[Tâches à réaliser]
[A] Répondez à ces questions d'après la critique de l'album Feels :
(i) Quel album est remplacé par Feels ?
(ii) Par quoi le disque commence-t-il ?
(iii) De quel instrument le groupe fait-il bien souvent l'impasse ?
[B] Reproduisez à l'identique, dans la critique de l'album Feels, tout ce qui va de « Cuisine exotique » jusqu'à « sur la basse... ».

[Bloc de texte]
^^^^^^^^
L’an dernier, Animal Collective franchissait un pas décisif en choisissant de structurer le chaos développé sur Here Comes The Indian, en lui donnant une forme folk acoustique prône aux dérapages psychédéliques. A peine remis de leur tournée que débarque le successeur de Sung Tongs, intitulé Feels, album qui emprunte les mêmes sentiers, mais privilégiant cette fois, la guitare électrique, tout en ménageant une place plus importante pour les collages électroniques en guise de fonds sonores, à la manière de ce que faisait le duo Panda Bear/ Avey Tare sur le séminal Spirit They’ve Gone, Spirit They’ve Vanished (ici sur l’apaisé Daffy Duck ou en filigrane sur la fin de Purple Bottle). Le disque commence sur des rires d’enfants, papillonant de droite à gauche, comme pour rappeller qu’Animal Collective bouillonne de vie, toujours prêt à exploser, battre son tambour frénétiquement, éructer un cri furieux, comme s’il souffrait du syndrome de Gilles de la Tourette ! Did You See The Words utilise ces rythmiques hypnotiques et minimales, ces voix qui prennent le pas sur les instruments, équilibrant de la plus parfaite manière mélodies et expérimentations vocales, donnant parfois l’impression que les Beach Boys de Heroes Villains sont de retour après un séjour en camp de vacances psychiatrique...

Prose hallucinée

Si en 2004, Who Could Win A Rabbit ?, figurait comme un tube en puissance, que dire aujourd’hui de Grass qui pousse les choses bien plus loin, offrant des cascades de guitares en écho appuyées par cette éternelle rythmique, rabougrie mais enveloppée de reverbs, pour laisser les voix s’épancher dans une prose hallucinée, que nos Indiens imaginaires transforment en danse du scalp. Dans un style tout aussi jouissif, c’est sûrement Purple Bottle, chanson d’amour effervescente et euphorisante, qui impressionne le plus de par ces attributs mélodiques et sa construction gigogne d’une richesse incroyable. On tient là pour sûr, l’un des meilleurs morceaux du groupe, qui prouve sur Feels, qu’il est à prendre au sérieux sur le terrain du songwriting, avec une écriture surréaliste ( "I wear a coat of feelings and they are loud") du plus bel effet, s’autorisant même quelques clins d’oeils (ici un pont qui fait écho au I Just Called To Say... de Stevie Wonder).

Cuisine exotique

Pourtant quand on s’attache à décomposer la musique du groupe, rien ne laisserait présager qu’avec de tels ingrédients l’ on puisse parvenir à servir une cuisine aussi riche et exotique. On ne peut qu’être estomaqué devant tant de simplicité, et surtout devant cette manière de sonner, ce mélange touffu et complexe. Animal Collective tire parti de la superposition des couches de sons (le crescendo au milieu de Daffy Duck, ou bien la seconde partie de Turn Into Something avec ses voix reverbérées qui visent presque le mur de son) , et, suivant ce modèle, parvient même à écrire des pop songs imparables en s’appuyant sur une batterie de fortune (on notera l’utilisation sporadique mais si pertinente des cymbales) ou en faisant bien souvent l’impasse sur la basse...
^^^^^^^^
[Extraits de données]
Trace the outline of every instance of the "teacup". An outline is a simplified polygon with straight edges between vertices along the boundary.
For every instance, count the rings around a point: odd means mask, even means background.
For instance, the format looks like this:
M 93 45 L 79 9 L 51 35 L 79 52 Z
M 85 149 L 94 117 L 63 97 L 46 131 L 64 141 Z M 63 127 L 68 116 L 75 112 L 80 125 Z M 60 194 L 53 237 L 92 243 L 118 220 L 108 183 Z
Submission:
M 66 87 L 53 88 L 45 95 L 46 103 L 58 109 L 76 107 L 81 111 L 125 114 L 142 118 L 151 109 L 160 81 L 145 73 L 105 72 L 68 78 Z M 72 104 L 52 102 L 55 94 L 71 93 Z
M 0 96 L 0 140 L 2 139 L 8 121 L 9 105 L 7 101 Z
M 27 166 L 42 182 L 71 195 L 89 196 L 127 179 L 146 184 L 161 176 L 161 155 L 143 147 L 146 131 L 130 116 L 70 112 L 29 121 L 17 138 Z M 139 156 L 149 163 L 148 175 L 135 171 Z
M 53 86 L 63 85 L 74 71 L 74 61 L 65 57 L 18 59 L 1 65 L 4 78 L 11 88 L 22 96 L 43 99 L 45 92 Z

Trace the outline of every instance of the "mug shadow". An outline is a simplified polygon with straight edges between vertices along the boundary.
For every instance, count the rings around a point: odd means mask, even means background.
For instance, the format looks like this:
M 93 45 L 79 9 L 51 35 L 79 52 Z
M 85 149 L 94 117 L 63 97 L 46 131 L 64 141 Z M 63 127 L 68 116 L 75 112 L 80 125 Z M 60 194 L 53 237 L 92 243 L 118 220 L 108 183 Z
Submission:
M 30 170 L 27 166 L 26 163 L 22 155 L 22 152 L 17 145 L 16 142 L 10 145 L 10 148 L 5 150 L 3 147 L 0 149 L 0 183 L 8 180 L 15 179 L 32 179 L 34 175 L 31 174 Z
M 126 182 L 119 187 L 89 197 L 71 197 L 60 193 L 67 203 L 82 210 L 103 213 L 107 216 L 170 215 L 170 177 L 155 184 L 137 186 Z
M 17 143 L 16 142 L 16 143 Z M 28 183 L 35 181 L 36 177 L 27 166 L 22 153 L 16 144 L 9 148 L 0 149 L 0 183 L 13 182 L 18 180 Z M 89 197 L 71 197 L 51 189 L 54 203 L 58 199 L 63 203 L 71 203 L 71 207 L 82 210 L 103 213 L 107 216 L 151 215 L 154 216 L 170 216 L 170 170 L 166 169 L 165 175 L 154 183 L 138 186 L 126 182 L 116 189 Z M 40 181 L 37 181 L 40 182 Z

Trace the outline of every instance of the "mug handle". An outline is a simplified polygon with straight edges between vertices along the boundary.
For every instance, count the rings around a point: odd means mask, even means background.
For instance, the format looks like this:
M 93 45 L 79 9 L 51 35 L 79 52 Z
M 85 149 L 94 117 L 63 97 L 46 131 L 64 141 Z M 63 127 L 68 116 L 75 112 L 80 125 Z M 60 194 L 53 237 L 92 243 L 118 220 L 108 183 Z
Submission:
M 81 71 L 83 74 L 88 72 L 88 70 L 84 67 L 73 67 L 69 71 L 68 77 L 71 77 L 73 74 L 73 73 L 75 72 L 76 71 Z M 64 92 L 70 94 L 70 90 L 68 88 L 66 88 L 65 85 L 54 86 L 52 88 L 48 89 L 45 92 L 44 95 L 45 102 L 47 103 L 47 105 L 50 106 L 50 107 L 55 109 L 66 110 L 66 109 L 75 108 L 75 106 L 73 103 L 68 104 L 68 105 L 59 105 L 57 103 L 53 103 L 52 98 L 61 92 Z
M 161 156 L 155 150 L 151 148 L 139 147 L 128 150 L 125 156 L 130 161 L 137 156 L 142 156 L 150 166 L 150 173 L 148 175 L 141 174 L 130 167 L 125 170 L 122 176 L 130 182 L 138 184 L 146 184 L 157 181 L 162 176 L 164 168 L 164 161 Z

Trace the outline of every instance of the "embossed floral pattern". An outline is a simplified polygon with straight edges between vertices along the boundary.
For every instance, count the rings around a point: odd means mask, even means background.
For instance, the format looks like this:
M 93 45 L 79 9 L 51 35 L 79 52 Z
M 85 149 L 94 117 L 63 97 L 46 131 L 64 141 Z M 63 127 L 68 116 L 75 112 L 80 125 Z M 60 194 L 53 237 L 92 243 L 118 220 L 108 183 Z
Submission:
^^^^^^^^
[Résultats par tâche]
[A]
(i) Sung Tongs.
(ii) Par des rires d'enfants.
(iii) De la basse.

[B]
Cuisine exotique

Pourtant quand on s’attache à décomposer la musique du groupe, rien ne laisserait présager qu’avec de tels ingrédients l’ on puisse parvenir à servir une cuisine aussi riche et exotique. On ne peut qu’être estomaqué devant tant de simplicité, et surtout devant cette manière de sonner, ce mélange touffu et complexe. Animal Collective tire parti de la superposition des couches de sons (le crescendo au milieu de Daffy Duck, ou bien la seconde partie de Turn Into Something avec ses voix reverbérées qui visent presque le mur de son) , et, suivant ce modèle, parvient même à écrire des pop songs imparables en s’appuyant sur une batterie de fortune (on notera l’utilisation sporadique mais si pertinente des cymbales) ou en faisant bien souvent l’impasse sur la basse...